■ EXTRACTED RECORDS ■
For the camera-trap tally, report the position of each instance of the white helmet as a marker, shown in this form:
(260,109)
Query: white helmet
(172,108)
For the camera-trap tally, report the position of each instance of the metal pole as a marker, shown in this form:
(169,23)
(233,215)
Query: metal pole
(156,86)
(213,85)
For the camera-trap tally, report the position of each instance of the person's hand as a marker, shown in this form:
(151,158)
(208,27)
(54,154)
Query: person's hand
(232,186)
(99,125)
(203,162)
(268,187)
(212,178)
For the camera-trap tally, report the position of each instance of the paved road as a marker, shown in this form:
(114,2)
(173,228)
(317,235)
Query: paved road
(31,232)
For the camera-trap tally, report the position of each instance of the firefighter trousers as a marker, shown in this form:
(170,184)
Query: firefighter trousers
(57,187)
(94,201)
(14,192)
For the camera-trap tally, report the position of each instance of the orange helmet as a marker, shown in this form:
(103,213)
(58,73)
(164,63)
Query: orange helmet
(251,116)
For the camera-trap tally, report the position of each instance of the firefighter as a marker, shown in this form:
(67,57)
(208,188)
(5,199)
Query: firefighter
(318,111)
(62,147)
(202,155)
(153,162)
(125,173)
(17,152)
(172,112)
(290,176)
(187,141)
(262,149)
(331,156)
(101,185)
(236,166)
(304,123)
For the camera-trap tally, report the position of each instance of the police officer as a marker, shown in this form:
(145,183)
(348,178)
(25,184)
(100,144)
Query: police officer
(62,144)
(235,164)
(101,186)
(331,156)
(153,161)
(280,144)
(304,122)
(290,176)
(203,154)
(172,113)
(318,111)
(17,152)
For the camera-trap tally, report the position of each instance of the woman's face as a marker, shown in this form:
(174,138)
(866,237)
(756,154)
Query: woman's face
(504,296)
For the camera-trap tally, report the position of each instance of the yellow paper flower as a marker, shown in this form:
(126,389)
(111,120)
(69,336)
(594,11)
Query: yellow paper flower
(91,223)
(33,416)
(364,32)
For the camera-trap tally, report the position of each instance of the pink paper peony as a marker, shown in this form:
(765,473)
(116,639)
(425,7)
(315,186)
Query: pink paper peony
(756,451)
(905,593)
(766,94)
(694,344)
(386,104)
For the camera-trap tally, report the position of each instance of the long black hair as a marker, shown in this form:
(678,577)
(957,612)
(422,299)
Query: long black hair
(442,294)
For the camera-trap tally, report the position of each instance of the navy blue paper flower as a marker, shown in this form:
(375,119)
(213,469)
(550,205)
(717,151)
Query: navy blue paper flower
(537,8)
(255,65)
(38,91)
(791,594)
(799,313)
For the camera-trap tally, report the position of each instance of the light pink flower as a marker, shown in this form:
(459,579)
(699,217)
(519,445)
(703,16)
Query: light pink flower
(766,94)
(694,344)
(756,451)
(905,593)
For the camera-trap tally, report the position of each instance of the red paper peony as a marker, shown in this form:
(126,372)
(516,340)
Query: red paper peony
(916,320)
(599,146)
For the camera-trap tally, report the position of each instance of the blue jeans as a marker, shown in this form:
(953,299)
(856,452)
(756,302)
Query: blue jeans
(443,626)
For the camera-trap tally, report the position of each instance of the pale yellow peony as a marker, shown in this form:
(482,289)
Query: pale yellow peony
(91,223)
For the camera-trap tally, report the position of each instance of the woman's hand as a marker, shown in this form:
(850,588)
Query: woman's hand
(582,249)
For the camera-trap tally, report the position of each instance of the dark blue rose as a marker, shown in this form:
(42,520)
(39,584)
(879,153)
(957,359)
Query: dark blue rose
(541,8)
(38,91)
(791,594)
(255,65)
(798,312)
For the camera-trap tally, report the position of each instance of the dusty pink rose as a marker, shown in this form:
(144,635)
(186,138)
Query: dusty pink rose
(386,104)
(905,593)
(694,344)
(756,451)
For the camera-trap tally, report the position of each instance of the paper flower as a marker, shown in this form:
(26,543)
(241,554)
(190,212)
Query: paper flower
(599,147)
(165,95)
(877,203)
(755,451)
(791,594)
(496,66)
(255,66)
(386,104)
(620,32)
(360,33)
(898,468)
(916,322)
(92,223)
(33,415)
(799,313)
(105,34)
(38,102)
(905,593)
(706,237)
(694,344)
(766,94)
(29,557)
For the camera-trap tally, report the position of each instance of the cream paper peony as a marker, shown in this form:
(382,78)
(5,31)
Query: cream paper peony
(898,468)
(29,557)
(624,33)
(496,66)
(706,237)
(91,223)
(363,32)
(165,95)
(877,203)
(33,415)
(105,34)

■ INSTRUCTION ■
Render every line of the records as a Markdown table with the columns Row and Line, starting at the line containing "of the paper" and running through the end of the records, both ends inclusive. Number the rows in order and leave out any blank lines.

■ OUTPUT BELOW ■
| Row | Line |
|---|---|
| 1 | For the camera-trap tally, report the position of each instance of the paper flower as a marker, shown in this form: |
| 2 | (26,543) |
| 3 | (241,554) |
| 4 | (190,212) |
| 5 | Query: paper flower |
| 6 | (599,147) |
| 7 | (165,95) |
| 8 | (877,203) |
| 9 | (755,451) |
| 10 | (791,594) |
| 11 | (496,66) |
| 12 | (255,66) |
| 13 | (386,104) |
| 14 | (620,32) |
| 15 | (360,33) |
| 16 | (898,468) |
| 17 | (916,322) |
| 18 | (92,223) |
| 19 | (33,415) |
| 20 | (799,313) |
| 21 | (105,34) |
| 22 | (38,102) |
| 23 | (905,593) |
| 24 | (706,237) |
| 25 | (694,344) |
| 26 | (766,94) |
| 27 | (29,557) |
| 28 | For the camera-trap tally, report the position of each instance of the cream paper peony as a marker, shown in this form: |
| 29 | (382,78) |
| 30 | (5,31) |
| 31 | Query: cream paper peony |
| 32 | (898,468) |
| 33 | (29,557) |
| 34 | (624,33) |
| 35 | (496,66) |
| 36 | (706,237) |
| 37 | (91,223) |
| 38 | (363,32) |
| 39 | (165,95) |
| 40 | (877,203) |
| 41 | (33,415) |
| 42 | (105,34) |